LoveShine Parenting
We all love our children and want the best for them, to give them the best possible start in life, and a good foundation for a bright future.
But somehow we end up defaulting to old habits, keeping ourselves and our kids stuck in the past.
Do you know how your parenting style is affecting the development of your child's personality ?
We are shaping their hearts and minds everyday. Let's to do so in ways that uplift, empower and liberate...
You're not alone !
Many parents struggle to get that balance just right
Personality Traits
Which traits would you like to instil in your child ?
You want her to feel safe and secure, yet also open and adventurous
to be confident and assertive, but not arrogant and aggressive
to be friendly and outgoing, and also independent and free-spirited
to be conscientious and successful but not obsessive and neurotic...
It's all about BALANCE !
Parenting is a really tricky juggling or balancing act. It’s like we’re always trying but never quite getting into that Goldilocks zone, of not too hot, not too cold, but just right! We all want to be warm affectionate parents, and cool, fun parents but somehow we always end of over- or under-doing it. It’s not easy because our own lines have been skewed and so we don’t realize when we’re crossing the line, or missing the mark. The key is Balance.
Why is this happening ?
What is causing this disconnect between me and my child ?
The research suggests that around 55% of kids develop a Secure Attachment Style or bond, which means that their parents have a Supportive Parenting Style. The remaining 45% have an insecure style, either Resistant (Permissive Parenting) 15%, Avoidant (Harsh Parenting) 15%, or Disturbed (Abusive/Neglectful Parenting) 15%. Your starting point will be to discover your own parenting style and how it is shaping your child’s attachment style – the bond between you – and your child’s personality.
The next step is to discover the implicit emotional schemas that are involved in each of these styles. For example Permissive Parenting involves two main emotions, Pride and Anger. Permissive parents make their child the center of attention and gush over them with false adulation and this exaggerates and distorts pride into arrogance and superiority. They also struggle with discipline and so the child knows he/she can ramp up and amplify their upset, throw tantrums to get what they want; the Resistant Attachment Style commonly known as the “spoiled” child.
Parenting Styles
Do you know your parenting~attachment style ?
Children are not perfect little angels, nor are they rotten little monsters. They are learning to use their bodies and minds, learning to walk and talk, learning to express themselves and their emotions, testing and figuring out how things and people work, and when something doesn’t go their way they are bound to get upset. Parents can respond to a child’s upset in different ways and the child will learn to use his/her emotions accordingly.

** Given exercise 1 **
Name every attachment style that the parenting page mentions.
** Given exercise 2 **
Pick up the parenting page after its last sentence and keep writing in the same voice.
The listing after this point has no connection to the parenting page.

** Raw data **
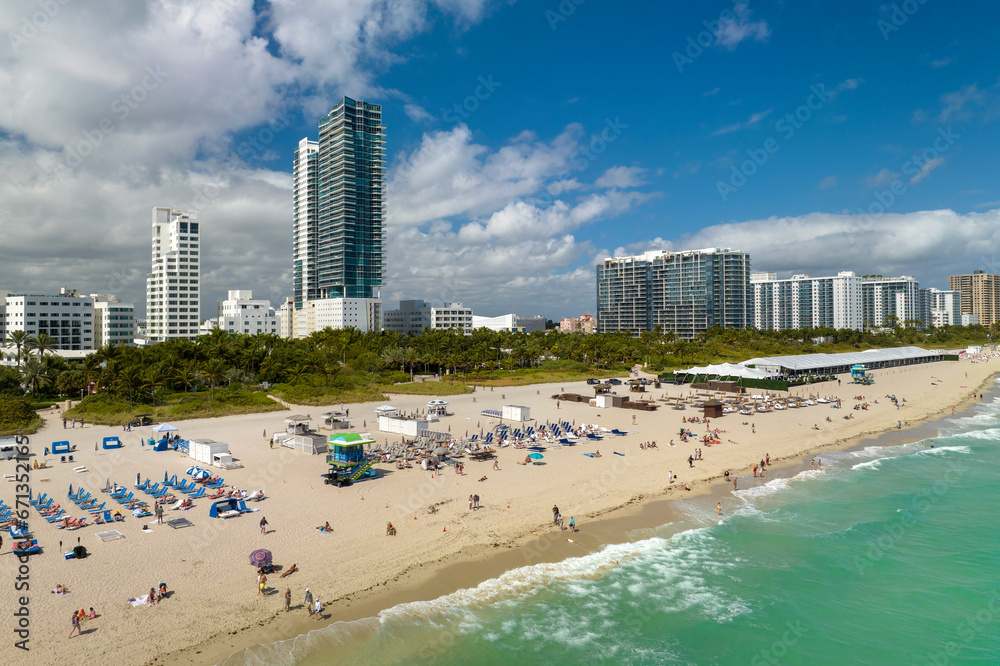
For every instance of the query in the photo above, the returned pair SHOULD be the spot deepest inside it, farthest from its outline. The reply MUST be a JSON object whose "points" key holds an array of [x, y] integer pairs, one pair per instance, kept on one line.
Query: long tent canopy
{"points": [[730, 370], [838, 363]]}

** Exercise answer 1 **
Secure, Resistant, Avoidant, Disturbed

** Exercise answer 2 **
Kids are either: 1) taught to express their emotions meaningfully; or 2) forced to repress emotions by hiding, denying and over-internalizing; or 3) allowed to amplify, exaggerate and over-externalize their upset; or 4) driven into a dissociative chaotic state of chronic distress. How the parent treats the child directly impacts how the child uses each of his/her emotions, how they deal with stress, how they respond to challenges and opportunities, which altogether forms the foundation and core of their personality (and possible future psychopathology/problems).
Emotional Schemas
The way we respond and discipline teaches our children to either:
Express Emotions
Repress Emotions
Emotions in Excess
Chronic Distress
What can we do ?
Is there hope for us ? Can we mend the bond ?
Arguing over homework, chores, food, clothes, and everything else is exhausting. It’s easy to default to punishments like revoking privileges, taking away their phone or tablet, but there are other, better ways to discipline.
Perhaps you’re dealing with a more serious problem like violence, trauma or abuse or a difficult divorce and you can see what it’s doing to your child, how it’s affecting him/her but you feel powerless and don’t know how to help?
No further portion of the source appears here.